*Written exercise a*: Name every book title in the sample XML file in the forum thread below.

┄┄┄┄┄┄┄┄┄┄┄┄┄┄┄┄┄┄┄┄

Read content between xml tags with awk, grep, awk or what ever...


I trying to extract text that is surrounded by xml-tags. I tried this

cat tst.xml | egrep "<SERVER>.*</SERVER>" |sed -e "s/<SERVER>\(.*\)<\/SERVER>/\1/"|tr "|" " "

which works perfect, if the start-tag and the end-tag are in the same line, e.g.:

<tag1>Hello Linux-Users</tag1>

but if I have somethink like that:


it doesn't do anythink. I think the problem is that the tools I used are working line by line and because of that there's no way to recognize
the end-tag... I'm no very experienced with awk, sed and grep so i need some help...

Hope someone can help...


Hi, Sebi0815:

Perhaps you can change each newline to a space, so that the data appears as one long line. This is a naive approach, but if it doesn't affect the semantics of your data it may be sufficient.

tr '\n' ' ' < tst.xml | egrep...

Or delete them altogether:

tr -d '\n' < tst.xml | egrep...


Thanks for the fast answer Alister...

... but this solution won't work for me. I need to the "newlines" in the text.

Here's a Perl solution. Assume your file is as follows -

$ cat sample.xml
<?xml version="1.0"?>
   <book id="bk101">
      <author>Gambardella, Matthew</author>
      <title>XML Developer's Guide</title>
      <description>An in-depth look at creating applications with XML.</description>
   <book id="bk102">
      <author>Ralls, Kim</author>
      <title>Midnight Rain</title>
      <description>A former architect battles corporate zombies,
      an evil sorceress, and her own childhood to become queen
      of the world.</description>
   <book id="bk103">
      <author>Corets, Eva</author>
      <title>Maeve Ascendant</title>
      <description>After the collapse of a nanotechnology
      society in England, the young survivors lay the
      foundation for a new society.</description>
   <book id="bk104">
      <author>Corets, Eva</author>
      <title>Oberon's Legacy</title>
      <description>In post-apocalypse England, the mysterious
      agent known only as Oberon helps to create a new life
      for the inhabitants of London. Sequel to Maeve
   <book id="bk105">
      <author>Corets, Eva</author>
      <title>The Sundered Grail</title>
      <description>The two daughters of Maeve, half-sisters,
      battle one another for control of England. Sequel to
      Oberon's Legacy.</description>

You want to pick up the stuff between the "<description>, </description>" tags.

┄┄┄┄┄┄┄┄┄┄┄┄┄┄┄┄┄┄┄┄

*Written exercise b*: From the listing below, select each line that contains the string "cyclist".

*Working data*:
┄┄┄┄┄┄┄┄┄┄┄┄┄┄┄┄┄┄┄┄

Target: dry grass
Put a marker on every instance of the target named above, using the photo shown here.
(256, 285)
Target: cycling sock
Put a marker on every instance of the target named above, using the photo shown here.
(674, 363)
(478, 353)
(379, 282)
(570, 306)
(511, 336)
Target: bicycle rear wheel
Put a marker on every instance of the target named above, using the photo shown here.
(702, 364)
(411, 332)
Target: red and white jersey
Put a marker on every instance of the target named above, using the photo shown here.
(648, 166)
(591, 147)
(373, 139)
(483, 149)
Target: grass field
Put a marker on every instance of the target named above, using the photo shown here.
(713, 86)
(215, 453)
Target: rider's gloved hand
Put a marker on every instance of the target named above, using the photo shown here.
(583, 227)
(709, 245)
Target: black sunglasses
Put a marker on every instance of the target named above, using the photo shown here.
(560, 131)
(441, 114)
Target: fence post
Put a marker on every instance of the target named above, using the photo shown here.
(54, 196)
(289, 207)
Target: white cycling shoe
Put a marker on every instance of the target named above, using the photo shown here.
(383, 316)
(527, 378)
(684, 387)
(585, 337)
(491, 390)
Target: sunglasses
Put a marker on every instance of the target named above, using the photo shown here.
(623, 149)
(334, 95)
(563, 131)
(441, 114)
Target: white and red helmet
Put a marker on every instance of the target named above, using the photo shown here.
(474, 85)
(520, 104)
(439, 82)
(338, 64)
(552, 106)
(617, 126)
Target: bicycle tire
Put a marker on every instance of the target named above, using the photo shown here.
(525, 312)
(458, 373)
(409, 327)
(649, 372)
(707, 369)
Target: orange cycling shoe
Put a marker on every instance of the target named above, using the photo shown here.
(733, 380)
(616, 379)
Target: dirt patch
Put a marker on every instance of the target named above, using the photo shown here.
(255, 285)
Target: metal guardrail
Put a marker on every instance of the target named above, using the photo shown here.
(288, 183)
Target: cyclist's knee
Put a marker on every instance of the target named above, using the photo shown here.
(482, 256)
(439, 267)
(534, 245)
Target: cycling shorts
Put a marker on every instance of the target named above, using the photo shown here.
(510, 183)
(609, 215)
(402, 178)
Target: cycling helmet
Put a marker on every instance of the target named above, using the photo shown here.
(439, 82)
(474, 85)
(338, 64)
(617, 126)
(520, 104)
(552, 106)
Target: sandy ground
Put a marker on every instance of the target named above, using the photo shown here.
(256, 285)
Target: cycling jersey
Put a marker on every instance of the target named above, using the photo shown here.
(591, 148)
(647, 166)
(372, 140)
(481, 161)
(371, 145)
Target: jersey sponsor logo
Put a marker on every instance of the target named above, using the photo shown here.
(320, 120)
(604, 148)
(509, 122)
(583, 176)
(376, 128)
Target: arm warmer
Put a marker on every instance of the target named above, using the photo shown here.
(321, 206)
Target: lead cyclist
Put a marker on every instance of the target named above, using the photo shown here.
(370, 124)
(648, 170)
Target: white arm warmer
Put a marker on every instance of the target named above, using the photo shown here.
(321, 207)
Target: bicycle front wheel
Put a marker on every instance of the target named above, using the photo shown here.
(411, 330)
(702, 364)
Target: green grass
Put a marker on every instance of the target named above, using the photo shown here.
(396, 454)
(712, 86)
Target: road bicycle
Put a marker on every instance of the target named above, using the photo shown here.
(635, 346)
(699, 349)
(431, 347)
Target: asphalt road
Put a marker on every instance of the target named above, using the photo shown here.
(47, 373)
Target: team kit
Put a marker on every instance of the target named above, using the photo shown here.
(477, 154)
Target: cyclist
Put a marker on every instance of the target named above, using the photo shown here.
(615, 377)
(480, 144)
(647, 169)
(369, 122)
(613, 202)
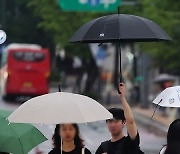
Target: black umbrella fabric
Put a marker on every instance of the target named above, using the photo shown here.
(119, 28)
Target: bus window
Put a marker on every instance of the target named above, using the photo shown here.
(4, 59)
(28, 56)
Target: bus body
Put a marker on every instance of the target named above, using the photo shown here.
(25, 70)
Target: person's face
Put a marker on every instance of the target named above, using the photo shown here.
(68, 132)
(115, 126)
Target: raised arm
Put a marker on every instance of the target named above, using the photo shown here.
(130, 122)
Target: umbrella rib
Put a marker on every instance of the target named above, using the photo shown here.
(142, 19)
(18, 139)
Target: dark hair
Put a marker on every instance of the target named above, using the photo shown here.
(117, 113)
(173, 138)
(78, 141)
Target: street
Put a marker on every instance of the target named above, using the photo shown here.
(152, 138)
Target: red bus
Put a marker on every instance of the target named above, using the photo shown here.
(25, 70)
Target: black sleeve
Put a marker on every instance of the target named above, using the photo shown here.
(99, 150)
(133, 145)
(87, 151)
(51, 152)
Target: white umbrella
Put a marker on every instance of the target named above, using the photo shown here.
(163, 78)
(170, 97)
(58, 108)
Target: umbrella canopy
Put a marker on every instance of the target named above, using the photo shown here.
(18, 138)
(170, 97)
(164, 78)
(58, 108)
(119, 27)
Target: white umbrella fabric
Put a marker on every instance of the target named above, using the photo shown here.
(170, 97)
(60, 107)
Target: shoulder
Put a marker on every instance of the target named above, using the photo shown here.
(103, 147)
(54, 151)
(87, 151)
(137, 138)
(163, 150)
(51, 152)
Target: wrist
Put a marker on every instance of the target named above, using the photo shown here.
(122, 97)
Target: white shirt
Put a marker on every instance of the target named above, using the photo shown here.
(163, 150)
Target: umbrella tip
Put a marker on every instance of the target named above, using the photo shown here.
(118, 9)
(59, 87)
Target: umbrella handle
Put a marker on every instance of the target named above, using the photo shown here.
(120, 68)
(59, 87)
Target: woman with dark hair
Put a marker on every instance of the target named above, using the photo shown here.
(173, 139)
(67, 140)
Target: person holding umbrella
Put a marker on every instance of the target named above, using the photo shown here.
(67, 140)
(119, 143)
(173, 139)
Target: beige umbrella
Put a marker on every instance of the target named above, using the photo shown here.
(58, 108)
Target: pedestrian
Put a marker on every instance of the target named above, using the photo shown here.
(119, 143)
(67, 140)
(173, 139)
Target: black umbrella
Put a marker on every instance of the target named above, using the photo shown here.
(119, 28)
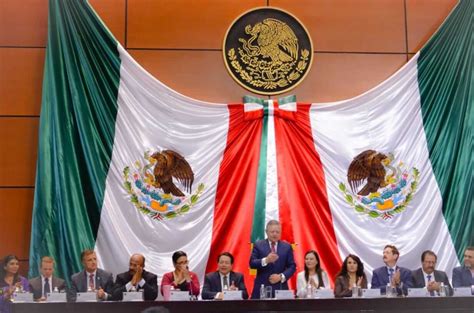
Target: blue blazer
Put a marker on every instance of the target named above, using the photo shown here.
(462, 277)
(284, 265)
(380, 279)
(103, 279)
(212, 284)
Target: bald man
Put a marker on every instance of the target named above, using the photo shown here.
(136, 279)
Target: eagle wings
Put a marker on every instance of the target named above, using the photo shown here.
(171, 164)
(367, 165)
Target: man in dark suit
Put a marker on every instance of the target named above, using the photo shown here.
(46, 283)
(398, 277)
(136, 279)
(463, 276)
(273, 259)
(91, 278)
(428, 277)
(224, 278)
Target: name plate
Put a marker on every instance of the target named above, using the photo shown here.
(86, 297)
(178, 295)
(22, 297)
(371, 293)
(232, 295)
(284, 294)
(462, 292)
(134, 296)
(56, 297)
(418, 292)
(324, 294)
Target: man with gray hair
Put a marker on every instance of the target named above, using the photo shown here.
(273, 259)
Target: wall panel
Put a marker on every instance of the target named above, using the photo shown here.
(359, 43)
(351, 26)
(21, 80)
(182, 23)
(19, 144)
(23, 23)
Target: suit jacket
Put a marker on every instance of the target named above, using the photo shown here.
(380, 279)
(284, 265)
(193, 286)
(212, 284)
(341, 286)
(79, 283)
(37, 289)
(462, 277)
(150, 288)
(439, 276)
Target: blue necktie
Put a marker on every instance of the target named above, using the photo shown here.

┄┄┄┄┄┄┄┄┄┄┄┄┄┄┄┄┄┄┄┄

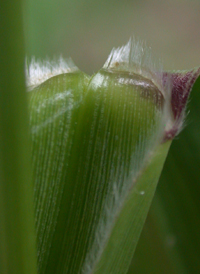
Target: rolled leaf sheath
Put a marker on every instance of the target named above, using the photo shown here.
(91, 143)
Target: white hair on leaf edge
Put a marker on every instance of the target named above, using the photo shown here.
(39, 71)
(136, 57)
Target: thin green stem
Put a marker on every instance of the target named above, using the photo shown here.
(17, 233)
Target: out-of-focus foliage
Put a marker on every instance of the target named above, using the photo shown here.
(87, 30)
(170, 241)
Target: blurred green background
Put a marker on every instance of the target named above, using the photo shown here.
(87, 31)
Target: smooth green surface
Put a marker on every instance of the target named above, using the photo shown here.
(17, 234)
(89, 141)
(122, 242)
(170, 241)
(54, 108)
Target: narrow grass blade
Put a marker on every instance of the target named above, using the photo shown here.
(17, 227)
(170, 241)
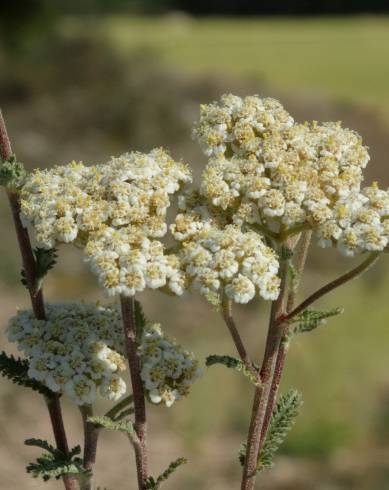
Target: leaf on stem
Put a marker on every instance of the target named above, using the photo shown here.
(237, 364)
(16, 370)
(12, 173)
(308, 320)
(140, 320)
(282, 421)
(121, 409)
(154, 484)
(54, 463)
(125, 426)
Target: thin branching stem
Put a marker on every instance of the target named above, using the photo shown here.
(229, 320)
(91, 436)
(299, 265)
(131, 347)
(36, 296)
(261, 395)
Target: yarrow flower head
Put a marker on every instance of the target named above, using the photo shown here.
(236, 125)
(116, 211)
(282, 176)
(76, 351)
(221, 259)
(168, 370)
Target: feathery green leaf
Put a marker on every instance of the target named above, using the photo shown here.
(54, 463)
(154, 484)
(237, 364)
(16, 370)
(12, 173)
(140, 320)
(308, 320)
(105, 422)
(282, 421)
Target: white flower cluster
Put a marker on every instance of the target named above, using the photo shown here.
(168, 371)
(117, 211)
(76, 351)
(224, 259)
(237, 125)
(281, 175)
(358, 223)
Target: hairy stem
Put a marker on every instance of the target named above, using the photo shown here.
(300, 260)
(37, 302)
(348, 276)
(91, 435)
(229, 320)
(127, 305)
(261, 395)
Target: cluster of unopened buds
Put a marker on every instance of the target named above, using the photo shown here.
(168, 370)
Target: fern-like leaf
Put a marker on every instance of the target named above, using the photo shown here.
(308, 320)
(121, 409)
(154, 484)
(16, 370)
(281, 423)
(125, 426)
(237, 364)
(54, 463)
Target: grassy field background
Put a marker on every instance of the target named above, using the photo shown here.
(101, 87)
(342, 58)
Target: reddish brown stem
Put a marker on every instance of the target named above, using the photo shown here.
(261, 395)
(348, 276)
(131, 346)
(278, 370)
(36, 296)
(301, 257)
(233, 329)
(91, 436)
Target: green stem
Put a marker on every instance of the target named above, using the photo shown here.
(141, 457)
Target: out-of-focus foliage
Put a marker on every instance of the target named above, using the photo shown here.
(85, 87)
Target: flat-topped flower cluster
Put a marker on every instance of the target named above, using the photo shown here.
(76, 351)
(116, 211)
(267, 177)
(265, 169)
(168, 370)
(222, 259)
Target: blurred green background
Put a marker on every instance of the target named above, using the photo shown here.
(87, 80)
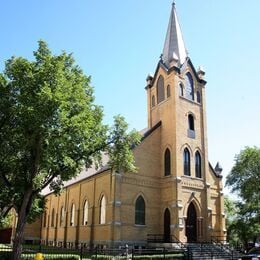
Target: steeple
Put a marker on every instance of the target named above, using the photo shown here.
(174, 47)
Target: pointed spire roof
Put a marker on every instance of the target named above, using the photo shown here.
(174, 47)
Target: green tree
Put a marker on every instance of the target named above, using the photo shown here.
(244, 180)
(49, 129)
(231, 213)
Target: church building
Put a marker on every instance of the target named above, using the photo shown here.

┄┄┄┄┄┄┄┄┄┄┄┄┄┄┄┄┄┄┄┄

*Exercise answer a*:
XML Developer's Guide
Midnight Rain
Maeve Ascendant
Oberon's Legacy
The Sundered Grail

*Exercise answer b*:
Target: cyclist's knee
Target: lead cyclist
Target: cyclist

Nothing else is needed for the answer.